Die Industrie- und Handelskammer etwa heißt „Industrie- und Handelskammer für Ostfriesland und Papenburg“ und umfasst neben der Stadt Emden und den Landkreisen Aurich, Leer und Wittmund auch die emsländische Stadt Papenburg, da die dortigen Hafenunternehmen und die Meyer Werft aus wirtschaftsgeografischen Gründen besser dem Küstenlandstrich Ostfriesland zuzuordnen sind – historisch-politisch wäre Papenburg sonst der IHK in Osnabrück zuzuordnen, wie der Rest des Landkreises Emsland auch. Der Landkreis Friesland und die Stadt Wilhelmshaven hingegen sind der Oldenburgischen Industrie- und Handelskammer zugeordnet, darin den alten Grenzen des Oldenburger Landes folgend.
Die in Leer angesiedelte Berufsakademie Ost-Friesland ist – ausweislich ihres Namens – eine Berufsakademie, die von Verbänden, Unternehmen und Körperschaften aus dem Gebiet der gesamten ostfriesischen Halbinsel getragen wird.

[Extrahierte Angaben]
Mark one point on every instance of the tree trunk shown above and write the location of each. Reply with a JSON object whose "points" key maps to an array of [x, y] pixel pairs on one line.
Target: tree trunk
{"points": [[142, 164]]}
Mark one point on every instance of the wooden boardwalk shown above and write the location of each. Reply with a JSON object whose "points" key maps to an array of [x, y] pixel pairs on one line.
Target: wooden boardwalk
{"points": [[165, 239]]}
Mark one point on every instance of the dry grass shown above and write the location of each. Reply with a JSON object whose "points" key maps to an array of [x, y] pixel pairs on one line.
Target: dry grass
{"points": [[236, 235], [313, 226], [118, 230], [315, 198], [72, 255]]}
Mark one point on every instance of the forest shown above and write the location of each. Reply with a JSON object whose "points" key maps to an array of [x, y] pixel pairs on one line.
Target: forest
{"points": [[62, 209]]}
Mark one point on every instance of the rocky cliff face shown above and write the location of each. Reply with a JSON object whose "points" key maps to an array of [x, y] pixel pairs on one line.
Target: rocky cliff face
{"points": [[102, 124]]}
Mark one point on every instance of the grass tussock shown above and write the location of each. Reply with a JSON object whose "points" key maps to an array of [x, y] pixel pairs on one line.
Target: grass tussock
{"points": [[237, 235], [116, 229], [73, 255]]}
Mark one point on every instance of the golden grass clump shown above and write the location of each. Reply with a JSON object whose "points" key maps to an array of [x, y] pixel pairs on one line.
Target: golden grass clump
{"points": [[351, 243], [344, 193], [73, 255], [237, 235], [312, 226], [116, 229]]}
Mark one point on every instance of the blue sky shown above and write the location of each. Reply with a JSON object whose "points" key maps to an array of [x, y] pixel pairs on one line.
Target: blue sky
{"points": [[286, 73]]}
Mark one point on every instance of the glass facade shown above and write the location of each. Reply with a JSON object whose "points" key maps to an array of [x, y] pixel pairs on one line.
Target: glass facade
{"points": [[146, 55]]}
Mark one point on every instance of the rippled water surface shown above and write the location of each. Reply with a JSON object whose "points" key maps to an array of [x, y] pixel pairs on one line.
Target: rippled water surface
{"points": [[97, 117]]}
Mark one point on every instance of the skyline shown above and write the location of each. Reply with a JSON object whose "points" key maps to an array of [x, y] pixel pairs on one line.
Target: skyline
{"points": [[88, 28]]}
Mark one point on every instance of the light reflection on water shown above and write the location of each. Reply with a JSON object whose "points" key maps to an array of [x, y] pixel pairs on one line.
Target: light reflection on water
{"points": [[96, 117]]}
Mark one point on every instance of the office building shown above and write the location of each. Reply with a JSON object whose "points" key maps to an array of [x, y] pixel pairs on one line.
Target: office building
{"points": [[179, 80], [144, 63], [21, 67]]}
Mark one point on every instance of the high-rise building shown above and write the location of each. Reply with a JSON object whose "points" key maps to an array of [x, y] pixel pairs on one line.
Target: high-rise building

[Aufgaben]
(a) Fasse den Textauszug in zwei Sätzen zusammen.
(b) Beantworte anhand des Textauszugs die folgenden Fragen:
(i) Welcher Industrie- und Handelskammer wäre Papenburg historisch-politisch zuzuordnen?
(ii) Wessen Grenzen folgt die Zuordnung des Landkreises Friesland und der Stadt Wilhelmshaven zur Oldenburgischen Industrie- und Handelskammer?
(iii) In welcher Stadt ist die Berufsakademie Ost-Friesland angesiedelt?
Das Material stammt aus einer anderen Quelle als der Textauszug.

[Lösungen]
(a) Die Industrie- und Handelskammer für Ostfriesland und Papenburg umfasst die Stadt Emden und die Landkreise Aurich, Leer und Wittmund sowie aus wirtschaftsgeografischen Gründen auch die emsländische Stadt Papenburg, während der Landkreis Friesland und die Stadt Wilhelmshaven der Oldenburgischen Industrie- und Handelskammer zugeordnet sind. Die in Leer angesiedelte Berufsakademie Ost-Friesland wird von Verbänden, Unternehmen und Körperschaften aus dem Gebiet der gesamten ostfriesischen Halbinsel getragen.

(b)
(i) Der IHK in Osnabrück.
(ii) Den alten Grenzen des Oldenburger Landes.
(iii) In Leer.